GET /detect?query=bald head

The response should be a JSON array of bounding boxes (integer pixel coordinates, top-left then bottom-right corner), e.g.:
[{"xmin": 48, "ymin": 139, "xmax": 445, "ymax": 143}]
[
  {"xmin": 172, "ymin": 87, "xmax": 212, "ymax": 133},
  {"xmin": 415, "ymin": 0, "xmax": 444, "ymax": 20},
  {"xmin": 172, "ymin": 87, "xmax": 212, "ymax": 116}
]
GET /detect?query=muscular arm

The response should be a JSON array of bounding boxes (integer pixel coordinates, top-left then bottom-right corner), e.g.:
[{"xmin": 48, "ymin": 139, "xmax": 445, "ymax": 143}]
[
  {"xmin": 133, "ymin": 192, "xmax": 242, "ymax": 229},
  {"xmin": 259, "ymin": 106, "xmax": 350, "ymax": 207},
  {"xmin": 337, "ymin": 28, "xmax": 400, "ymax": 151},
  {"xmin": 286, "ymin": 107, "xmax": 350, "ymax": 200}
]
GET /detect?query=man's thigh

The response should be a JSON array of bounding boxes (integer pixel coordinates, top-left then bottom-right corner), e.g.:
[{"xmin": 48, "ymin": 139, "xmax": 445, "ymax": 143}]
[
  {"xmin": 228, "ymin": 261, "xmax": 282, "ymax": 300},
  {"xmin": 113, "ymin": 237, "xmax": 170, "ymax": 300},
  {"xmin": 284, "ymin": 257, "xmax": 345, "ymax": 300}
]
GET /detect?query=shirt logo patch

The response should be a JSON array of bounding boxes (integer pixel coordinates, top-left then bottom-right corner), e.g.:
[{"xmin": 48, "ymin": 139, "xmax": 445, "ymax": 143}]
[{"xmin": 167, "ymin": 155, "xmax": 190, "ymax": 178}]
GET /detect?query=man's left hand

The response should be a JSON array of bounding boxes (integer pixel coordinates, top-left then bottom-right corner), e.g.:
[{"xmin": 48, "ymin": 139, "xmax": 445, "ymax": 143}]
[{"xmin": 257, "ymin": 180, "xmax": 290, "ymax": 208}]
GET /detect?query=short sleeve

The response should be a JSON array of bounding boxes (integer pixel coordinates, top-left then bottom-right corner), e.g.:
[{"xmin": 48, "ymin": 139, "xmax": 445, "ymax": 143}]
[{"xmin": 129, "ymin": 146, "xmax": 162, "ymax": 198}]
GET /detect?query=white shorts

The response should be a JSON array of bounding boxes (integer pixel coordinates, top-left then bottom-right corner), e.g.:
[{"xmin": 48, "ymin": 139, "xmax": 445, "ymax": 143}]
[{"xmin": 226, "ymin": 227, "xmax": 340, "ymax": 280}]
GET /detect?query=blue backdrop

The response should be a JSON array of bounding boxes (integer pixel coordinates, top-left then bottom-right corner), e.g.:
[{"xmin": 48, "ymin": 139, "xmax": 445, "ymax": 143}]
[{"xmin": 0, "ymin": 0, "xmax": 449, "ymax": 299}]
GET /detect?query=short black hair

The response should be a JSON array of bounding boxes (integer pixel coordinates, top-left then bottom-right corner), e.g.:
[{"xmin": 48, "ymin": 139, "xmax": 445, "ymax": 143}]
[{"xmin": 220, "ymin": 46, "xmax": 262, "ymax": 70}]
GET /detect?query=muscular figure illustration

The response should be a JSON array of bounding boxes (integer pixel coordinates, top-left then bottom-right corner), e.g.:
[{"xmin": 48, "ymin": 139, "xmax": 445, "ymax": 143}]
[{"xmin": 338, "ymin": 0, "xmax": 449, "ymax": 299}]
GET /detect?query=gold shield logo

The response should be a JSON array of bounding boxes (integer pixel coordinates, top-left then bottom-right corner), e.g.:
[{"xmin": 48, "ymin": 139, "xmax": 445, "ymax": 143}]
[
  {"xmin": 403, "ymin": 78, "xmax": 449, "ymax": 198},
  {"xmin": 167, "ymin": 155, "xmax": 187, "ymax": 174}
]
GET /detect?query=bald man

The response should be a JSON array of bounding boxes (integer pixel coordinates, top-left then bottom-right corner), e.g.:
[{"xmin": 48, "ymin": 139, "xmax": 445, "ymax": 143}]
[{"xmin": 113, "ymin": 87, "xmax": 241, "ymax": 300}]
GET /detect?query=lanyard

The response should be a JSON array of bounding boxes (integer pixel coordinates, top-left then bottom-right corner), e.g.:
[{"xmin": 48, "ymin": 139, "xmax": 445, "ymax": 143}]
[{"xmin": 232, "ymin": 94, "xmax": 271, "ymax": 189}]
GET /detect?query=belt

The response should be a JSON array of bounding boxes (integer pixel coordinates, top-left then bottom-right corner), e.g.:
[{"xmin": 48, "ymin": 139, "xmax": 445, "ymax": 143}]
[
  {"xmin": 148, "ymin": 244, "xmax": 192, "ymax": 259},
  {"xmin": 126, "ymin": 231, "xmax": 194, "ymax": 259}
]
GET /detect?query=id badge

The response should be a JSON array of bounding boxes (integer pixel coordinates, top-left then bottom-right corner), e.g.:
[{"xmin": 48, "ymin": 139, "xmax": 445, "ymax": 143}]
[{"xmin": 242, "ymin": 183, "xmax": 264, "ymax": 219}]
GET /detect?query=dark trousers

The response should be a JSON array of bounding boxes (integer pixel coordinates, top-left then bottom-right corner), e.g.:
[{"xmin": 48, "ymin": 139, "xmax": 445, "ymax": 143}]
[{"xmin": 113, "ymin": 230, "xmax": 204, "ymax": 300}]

= = =

**What you are asked to do:**
Output the line containing "GET /detect?query=bald man" and all lines after it to the end of the records, exactly as given.

**Output below:**
GET /detect?query=bald man

The response should be a JSON array of bounding boxes (integer pixel coordinates, top-left then bottom-right corner), e.g.:
[{"xmin": 48, "ymin": 139, "xmax": 445, "ymax": 143}]
[{"xmin": 113, "ymin": 87, "xmax": 241, "ymax": 300}]
GET /detect?query=lanyard

The response should be a JSON array of bounding boxes (integer pixel coordinates, top-left then bottom-right corner), e.g.:
[{"xmin": 48, "ymin": 139, "xmax": 445, "ymax": 143}]
[{"xmin": 232, "ymin": 94, "xmax": 271, "ymax": 189}]
GET /detect?query=belt

The response should be a JSON array of bounding boxes (integer pixel coordinates, top-left then bottom-right corner), e.g.:
[{"xmin": 48, "ymin": 139, "xmax": 445, "ymax": 143}]
[
  {"xmin": 148, "ymin": 244, "xmax": 192, "ymax": 259},
  {"xmin": 126, "ymin": 231, "xmax": 194, "ymax": 259}
]
GET /detect?query=id badge

The response should be a JSON array of bounding boxes (integer pixel coordinates, top-left then bottom-right corner), e.g.:
[{"xmin": 48, "ymin": 139, "xmax": 445, "ymax": 143}]
[{"xmin": 242, "ymin": 183, "xmax": 264, "ymax": 219}]
GET /detect?query=dark trousers

The response should be a JSON array of bounding boxes (integer pixel coordinates, top-left then bottom-right corner), e.g.:
[{"xmin": 48, "ymin": 139, "xmax": 445, "ymax": 143}]
[{"xmin": 113, "ymin": 230, "xmax": 204, "ymax": 300}]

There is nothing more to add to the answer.